WHAT YOU SHOULD DO
Please output the lines shown below exactly as they appear.

[Records contained in a dataset]
-- Begin --
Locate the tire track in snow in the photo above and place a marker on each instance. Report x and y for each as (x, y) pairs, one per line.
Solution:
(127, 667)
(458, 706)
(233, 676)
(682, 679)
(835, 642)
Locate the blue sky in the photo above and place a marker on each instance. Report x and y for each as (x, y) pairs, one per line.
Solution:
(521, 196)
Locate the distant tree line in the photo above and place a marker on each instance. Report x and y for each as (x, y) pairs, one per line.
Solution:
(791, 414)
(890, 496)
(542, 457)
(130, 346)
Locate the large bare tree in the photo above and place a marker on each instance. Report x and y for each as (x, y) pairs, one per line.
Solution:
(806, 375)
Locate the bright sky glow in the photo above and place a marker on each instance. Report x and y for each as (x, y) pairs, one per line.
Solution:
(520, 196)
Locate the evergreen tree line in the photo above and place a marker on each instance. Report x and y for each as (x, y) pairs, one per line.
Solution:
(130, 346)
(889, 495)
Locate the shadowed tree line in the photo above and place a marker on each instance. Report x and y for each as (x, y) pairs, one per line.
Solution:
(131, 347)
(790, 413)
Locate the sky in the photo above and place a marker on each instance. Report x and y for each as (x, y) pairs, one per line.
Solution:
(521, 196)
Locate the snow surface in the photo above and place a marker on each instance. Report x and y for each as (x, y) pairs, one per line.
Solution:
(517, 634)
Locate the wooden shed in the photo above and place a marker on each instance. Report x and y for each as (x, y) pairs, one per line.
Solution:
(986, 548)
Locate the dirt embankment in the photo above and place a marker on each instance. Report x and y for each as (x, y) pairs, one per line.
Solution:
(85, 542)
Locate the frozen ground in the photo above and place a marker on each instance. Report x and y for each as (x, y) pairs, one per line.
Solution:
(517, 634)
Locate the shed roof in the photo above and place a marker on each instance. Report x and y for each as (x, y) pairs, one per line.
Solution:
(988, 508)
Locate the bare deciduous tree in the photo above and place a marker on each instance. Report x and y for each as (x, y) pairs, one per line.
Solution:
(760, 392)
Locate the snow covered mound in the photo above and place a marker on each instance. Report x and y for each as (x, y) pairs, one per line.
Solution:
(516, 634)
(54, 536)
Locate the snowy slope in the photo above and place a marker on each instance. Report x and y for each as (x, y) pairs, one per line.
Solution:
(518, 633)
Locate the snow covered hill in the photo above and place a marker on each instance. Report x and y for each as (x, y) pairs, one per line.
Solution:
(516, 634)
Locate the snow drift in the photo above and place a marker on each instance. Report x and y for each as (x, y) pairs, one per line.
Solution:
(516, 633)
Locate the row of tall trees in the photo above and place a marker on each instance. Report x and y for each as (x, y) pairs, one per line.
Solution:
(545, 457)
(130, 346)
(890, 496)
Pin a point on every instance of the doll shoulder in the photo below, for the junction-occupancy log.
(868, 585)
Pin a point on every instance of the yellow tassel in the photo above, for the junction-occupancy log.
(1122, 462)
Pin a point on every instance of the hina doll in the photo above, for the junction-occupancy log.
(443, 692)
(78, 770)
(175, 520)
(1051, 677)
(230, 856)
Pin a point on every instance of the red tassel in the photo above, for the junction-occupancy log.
-- End --
EXERCISE OUTPUT
Locate the tire track in snow in the photo above and place a marker on each instance. Report x and y for each as (x, y) pairs, one per line.
Solution:
(127, 667)
(458, 706)
(233, 676)
(682, 679)
(835, 642)
Locate the blue sky in the photo above and place a marker on each instance. Report x and y for each as (x, y) pairs, one per line.
Solution:
(521, 196)
Locate the distant tree line in the photo above and place a marker on each instance. Report x and y for each as (x, y) pairs, one per line.
Solution:
(791, 414)
(890, 496)
(542, 457)
(130, 346)
Locate the large bare tree in the photo above and place a marker on each instance. Report x and y for each as (x, y) pairs, one per line.
Solution:
(806, 375)
Locate the bright sky glow in the photo above and place a marker on each instance. Report x and y for each as (x, y) pairs, one per line.
Solution:
(520, 196)
Locate the evergreen tree line in the photo above and place a marker on each instance. Report x and y for each as (x, y) pairs, one per line.
Solution:
(130, 346)
(889, 495)
Locate the shadowed tree line in the photo above and place a marker on each instance. Report x and y for each as (x, y) pairs, one per line.
Solution:
(131, 347)
(790, 413)
Locate the sky in the photo above and place a marker on each instance. Report x and y for each as (x, y) pairs, one per line.
Solution:
(521, 196)
Locate the snow surface in the photo above and place a marker on each instance. Report x and y for each as (x, y) pairs, one per line.
Solution:
(517, 634)
Locate the wooden shed in the photo above and place a marker on each instance. Report x and y for each as (x, y) pairs, one per line.
Solution:
(986, 548)
Locate the dirt embankment in the photo above and place a marker on each instance. Report x and y for each as (x, y) pairs, one per line.
Solution:
(85, 542)
Locate the frozen ground in the photo above and place a marker on each instance. Report x and y for each as (x, y) pairs, one per line.
Solution:
(517, 634)
Locate the shed roof in the photo above and place a marker on each instance. Report x and y for each as (x, y) pairs, one per line.
Solution:
(988, 508)
Locate the bare deciduous tree in the photo above and place a marker on each instance. Report x and y for each as (x, y) pairs, one per line.
Solution:
(760, 392)
Locate the snow covered mound in the photo above and place a marker on each instance. Report x and y for each as (x, y) pairs, one per line.
Solution:
(516, 634)
(54, 536)
Locate the snowy slope in the photo above and place a marker on each instance. Report x and y for each as (x, y) pairs, one per line.
Solution:
(518, 633)
Locate the snow covered hill in the photo above and place a marker on each instance. Report x and y for each as (x, y) pairs, one per line.
Solution:
(516, 634)
Locate the snow drift in the photo above and place a marker on each instance. Report x and y for each as (x, y) pairs, one per line.
Solution:
(516, 633)
Locate the row of tall trees in the photo above and place a marker on each instance. Report x and y for each as (x, y) pairs, one per line.
Solution:
(545, 457)
(130, 346)
(890, 496)
Pin a point on every instance of the doll shoulder in the photo below, for the junction-occupancy log.
(868, 585)
Pin a point on every instance of the yellow tassel in the photo above, for the junction-occupancy log.
(1122, 462)
Pin a point on every instance of the hina doll in the photo above, for the junction-occupancy log.
(443, 692)
(78, 770)
(175, 520)
(1051, 677)
(230, 856)
Pin a point on every instance of the red tassel in the photo above, for the junction-occupancy log.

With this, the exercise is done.